§ **The problem**
According to the album review, what makes "My Women" a rather intense emotional journey? Answer in one to three sentences.

§ **Source passage**
▼

Admittedly a lyric like “You’ll Never Be Mine” can go a multitude of different ways, many of them poor, but Angel Olsen has a real talent for pulling the listener into her world and making them feel all of her emotions.  “My Women,” Olsen’s latest effort, follows loose themes of heart-ache and love with cool vocal stylings and folk-rock induced instrumentals making for a rather intense emotional journey.  Beginning with a short, stripped back tune, the album first touches on some slightly cliché themes of break-ups, yearning, and hatred with quick-hitting rock songs.  The second half of the record strikes a slightly more mature chord with long-form tunes depicting specific moments of Olsen’s life with stunning emotional impact.  Sonically speaking, the album finds enough of a niche in the general indie sounds of today with rich vocal production and varying instrumental set-ups; Some songs read as straight-forward acoustic hits, whereas others reach near symphonic heights with rotating pianos, strings, and guitars.  Perhaps the album is not forging an entirely new path, but it certainly doesn’t lack in beauty.

▲

§ **Records supplied**
▼

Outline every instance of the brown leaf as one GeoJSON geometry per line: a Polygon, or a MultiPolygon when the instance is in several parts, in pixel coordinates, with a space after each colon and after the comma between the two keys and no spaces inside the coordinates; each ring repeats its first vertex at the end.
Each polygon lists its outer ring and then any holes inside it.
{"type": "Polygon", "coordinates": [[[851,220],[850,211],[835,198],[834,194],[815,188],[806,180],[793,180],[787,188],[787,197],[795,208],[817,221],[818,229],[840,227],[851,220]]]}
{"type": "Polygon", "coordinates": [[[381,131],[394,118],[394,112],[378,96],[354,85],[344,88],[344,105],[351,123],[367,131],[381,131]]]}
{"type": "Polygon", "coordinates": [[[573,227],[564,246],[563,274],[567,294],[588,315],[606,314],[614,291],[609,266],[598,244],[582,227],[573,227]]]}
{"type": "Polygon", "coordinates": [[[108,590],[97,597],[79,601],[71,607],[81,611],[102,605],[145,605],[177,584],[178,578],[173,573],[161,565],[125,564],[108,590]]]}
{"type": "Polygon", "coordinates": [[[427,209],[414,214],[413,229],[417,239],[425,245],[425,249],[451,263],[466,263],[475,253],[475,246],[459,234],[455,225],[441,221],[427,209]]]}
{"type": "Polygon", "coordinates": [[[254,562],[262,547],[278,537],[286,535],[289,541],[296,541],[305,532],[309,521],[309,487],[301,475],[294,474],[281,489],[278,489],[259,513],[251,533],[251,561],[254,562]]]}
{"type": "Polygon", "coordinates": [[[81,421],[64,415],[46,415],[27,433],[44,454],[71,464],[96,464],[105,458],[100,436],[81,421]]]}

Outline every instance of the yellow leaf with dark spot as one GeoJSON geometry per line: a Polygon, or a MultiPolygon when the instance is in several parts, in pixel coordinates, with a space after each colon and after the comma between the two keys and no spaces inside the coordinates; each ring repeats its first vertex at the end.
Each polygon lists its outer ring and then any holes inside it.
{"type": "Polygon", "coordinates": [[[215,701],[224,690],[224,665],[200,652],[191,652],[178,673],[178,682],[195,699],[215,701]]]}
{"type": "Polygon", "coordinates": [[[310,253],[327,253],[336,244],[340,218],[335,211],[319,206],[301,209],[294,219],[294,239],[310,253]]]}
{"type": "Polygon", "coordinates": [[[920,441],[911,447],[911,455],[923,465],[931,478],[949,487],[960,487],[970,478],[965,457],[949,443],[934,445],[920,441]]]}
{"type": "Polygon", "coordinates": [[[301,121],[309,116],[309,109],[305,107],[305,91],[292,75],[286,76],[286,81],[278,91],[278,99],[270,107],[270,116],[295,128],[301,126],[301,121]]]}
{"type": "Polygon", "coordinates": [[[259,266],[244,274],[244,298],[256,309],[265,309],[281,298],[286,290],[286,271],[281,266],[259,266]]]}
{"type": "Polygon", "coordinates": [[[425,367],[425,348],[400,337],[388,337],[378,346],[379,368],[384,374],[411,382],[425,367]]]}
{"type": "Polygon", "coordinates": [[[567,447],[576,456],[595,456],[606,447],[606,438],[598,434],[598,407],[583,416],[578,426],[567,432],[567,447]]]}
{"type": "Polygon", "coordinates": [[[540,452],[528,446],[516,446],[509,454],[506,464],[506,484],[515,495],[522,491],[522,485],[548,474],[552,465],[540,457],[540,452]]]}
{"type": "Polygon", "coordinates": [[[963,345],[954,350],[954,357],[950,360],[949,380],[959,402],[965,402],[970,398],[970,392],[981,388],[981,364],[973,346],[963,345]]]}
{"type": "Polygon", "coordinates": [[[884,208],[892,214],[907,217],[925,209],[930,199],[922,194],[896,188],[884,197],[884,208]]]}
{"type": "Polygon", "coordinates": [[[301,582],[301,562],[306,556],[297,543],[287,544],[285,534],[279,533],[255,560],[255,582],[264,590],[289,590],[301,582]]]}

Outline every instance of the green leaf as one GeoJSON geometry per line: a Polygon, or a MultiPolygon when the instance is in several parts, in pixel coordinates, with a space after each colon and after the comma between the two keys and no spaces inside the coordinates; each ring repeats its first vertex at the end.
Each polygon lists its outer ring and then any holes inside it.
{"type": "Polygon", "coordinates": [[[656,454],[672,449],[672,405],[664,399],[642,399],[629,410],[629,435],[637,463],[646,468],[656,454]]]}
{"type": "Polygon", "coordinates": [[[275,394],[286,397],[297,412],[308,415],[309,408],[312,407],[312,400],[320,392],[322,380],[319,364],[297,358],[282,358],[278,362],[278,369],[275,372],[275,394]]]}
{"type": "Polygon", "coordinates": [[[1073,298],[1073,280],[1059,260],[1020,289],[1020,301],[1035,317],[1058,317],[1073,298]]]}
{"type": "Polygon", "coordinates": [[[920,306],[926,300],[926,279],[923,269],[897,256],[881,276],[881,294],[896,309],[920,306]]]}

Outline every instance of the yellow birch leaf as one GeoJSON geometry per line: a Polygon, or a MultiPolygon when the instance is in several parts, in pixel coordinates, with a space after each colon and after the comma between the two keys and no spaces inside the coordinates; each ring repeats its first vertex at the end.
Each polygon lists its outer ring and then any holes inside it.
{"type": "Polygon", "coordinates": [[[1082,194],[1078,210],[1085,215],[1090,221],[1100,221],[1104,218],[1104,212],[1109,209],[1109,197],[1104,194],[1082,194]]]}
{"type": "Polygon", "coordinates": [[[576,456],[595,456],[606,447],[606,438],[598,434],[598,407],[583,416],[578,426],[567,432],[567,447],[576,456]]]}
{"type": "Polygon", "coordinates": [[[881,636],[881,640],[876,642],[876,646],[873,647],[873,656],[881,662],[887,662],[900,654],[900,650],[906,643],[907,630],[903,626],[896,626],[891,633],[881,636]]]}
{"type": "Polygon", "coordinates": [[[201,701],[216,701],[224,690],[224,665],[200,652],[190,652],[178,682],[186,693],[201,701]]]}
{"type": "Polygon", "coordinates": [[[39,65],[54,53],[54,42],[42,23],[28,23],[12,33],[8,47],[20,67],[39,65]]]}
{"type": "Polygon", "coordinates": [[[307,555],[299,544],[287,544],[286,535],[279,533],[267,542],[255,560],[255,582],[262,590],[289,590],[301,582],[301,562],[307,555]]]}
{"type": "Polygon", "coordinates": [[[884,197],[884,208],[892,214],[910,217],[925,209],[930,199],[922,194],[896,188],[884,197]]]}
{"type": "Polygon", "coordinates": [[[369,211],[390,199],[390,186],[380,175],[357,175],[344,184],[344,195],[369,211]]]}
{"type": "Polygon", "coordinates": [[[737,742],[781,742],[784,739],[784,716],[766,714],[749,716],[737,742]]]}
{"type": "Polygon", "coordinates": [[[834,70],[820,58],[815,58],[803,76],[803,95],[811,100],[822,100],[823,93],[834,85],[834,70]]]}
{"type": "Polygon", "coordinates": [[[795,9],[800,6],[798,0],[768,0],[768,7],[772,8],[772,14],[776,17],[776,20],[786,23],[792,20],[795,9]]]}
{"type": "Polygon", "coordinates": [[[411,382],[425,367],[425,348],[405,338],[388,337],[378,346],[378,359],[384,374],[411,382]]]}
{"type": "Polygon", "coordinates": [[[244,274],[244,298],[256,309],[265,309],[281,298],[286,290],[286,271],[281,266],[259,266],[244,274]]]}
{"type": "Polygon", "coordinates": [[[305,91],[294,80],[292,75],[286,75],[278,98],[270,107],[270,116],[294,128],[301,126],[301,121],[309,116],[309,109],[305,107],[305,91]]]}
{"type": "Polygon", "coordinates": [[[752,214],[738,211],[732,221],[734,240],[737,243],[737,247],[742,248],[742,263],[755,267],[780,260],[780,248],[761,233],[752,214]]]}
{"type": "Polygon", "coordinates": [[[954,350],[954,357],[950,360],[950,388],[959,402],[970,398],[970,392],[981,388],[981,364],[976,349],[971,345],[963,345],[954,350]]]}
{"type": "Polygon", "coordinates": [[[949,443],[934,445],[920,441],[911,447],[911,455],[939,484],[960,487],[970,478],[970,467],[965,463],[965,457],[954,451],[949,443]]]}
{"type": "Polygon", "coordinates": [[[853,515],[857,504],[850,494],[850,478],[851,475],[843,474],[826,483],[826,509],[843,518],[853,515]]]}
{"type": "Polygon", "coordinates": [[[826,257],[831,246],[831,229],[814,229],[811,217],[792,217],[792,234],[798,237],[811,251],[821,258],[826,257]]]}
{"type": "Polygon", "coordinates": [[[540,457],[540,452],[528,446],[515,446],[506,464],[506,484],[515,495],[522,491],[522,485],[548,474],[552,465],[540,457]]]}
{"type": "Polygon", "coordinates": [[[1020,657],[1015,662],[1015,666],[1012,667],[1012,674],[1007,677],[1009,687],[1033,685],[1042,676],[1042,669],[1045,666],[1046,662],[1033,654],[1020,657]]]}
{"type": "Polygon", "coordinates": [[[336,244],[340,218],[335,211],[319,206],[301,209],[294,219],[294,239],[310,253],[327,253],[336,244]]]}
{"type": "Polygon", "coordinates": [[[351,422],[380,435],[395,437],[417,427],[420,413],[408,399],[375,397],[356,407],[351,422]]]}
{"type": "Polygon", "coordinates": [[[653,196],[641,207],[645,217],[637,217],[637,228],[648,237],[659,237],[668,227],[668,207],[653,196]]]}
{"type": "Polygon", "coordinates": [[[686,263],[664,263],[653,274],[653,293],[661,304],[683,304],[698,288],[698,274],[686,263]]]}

▲

§ **Response to this task**
The album follows loose themes of heartache and love. It pairs them with cool vocal stylings and folk-rock-induced instrumentals, and that combination makes for a rather intense emotional journey.